→ Textauszug:

52! Clemons in der BBL mit Glanzleistung für Oldenburg


Oldenburgs Guard Chris Clemons hat am Freitagabend beim 108:85-Erfolg der EWE Baskets Oldenburg gegen die VET-Concept Gladiators Trier eine beeindruckende Leistung gezeigt.

Der 28-Jährige Ex-NBA Profi erzielte 52 Punkte und erreichte damit die beste Einzelleistung in der Basketball-Bundesliga seit über 30 Jahren.

Was bedeutet dieser Scoring Rekord für die BBL?

Die Unkenrufe über „zu schwache Kader“ in der BBL sind unbegründet.

Nicht nur konnte der FC Bayern einen bemerkenswerten Transfercoup mit Spencer Dinwiddie landen – rund 24 Stunden später setzte auch der nächste Ex-NBA-Guard ein Ausrufezeichen für die Liga.

Geht es hier wirklich „nur“ um eine exzellente Einzelleistung?


BBL setzt Ausrufezeichen im Doppelpack


Natürlich kann man es sich einfach machen und das Ganze unter „Sahneabend im Shooting“ verbuchen. Doch Clemons hat gegen Trier nicht einfach nur alle Lampen ausgeschossen – da schwang noch etwas anderes mit.

Clemons stand zuvor bisweilen unter kritischer Beobachtung, vor allem seitens der Fans und einiger Medien.

Der Grundtenor:
Er schöpfe sein Potenzial nicht aus, leiste sich zu viele Ballverluste. Oldenburg war mit vier Niederlagen in die Saison gestartet, Clemons hat gegen Ulm unglücklich ausgefoult.

Für die stolzen Oldenburger, deren Verein auf eine recht lange Tradition zurückblickt, war das ein ungewohnter und schwieriger Start in die Spielzeit.

Nun kam eines der formstärksten Teams der Liga, die Trierer, in die Oldenburger EWE Arena.

Wer auch nur ein wenig die Mechanismen des Profisports kennt – und die Auswirkungen, die sie auf Kabine und Mannschaftsgefüge haben –, dürfte sich bewusst sein, dass es sich dabei keineswegs um ein „normales“ Heimspiel handelte.

Oldenburg unter Druck


Es ist also stark davon auszugehen, dass in der Oldenburger Mannschaft vor der Partie ein gewisser Druck zu spüren war.

Und dann kam Clemons. Der US-Guard traf 18 seiner 25 Würfe aus dem Feld, darunter neun von elf Drei-Punkte-Versuchen.

Damit stellte er einen neuen Vereinsrekord auf und übertraf die bisherige Bestmarke von Tyron McCoy (43 Punkte) deutlich.

Der letzte Spieler, der in der BBL die 50-Punkte-Marke übertreffen konnte, war Sergej Babkov im Jahr 1993 (51 Punkte für – wie passend – Trier).

→ Bereitgestelltes Material:
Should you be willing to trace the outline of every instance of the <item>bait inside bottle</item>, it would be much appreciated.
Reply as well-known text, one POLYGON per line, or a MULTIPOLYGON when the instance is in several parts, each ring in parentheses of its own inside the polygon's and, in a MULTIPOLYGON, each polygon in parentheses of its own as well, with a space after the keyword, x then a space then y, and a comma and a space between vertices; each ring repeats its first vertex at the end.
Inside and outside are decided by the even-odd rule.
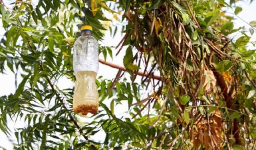
POLYGON ((99 43, 91 35, 92 28, 81 27, 82 35, 74 43, 73 68, 76 84, 73 97, 75 112, 95 114, 99 107, 99 94, 95 83, 99 69, 99 43))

→ Arbeitsaufträge:
1) Wie viele seiner Drei-Punkte-Versuche traf Clemons laut dem Textauszug gegen Trier?
2) Gib den Abschnitt des Textauszugs wörtlich wieder, beginnend bei „Oldenburgs Guard Chris“ und endend bei „beeindruckende Leistung gezeigt.“.
3) Formuliere den Absatz des Textauszugs, der mit „Und dann kam Clemons“ beginnt, kürzer und behalte dabei seine wesentlichen Fakten bei.

→ Lösungen:
1) Er traf neun von elf Drei-Punkte-Versuchen.

2)
Oldenburgs Guard Chris Clemons hat am Freitagabend beim 108:85-Erfolg der EWE Baskets Oldenburg gegen die VET-Concept Gladiators Trier eine beeindruckende Leistung gezeigt.

3) Clemons traf 18 von 25 Feldwürfen, darunter neun von elf Dreiern.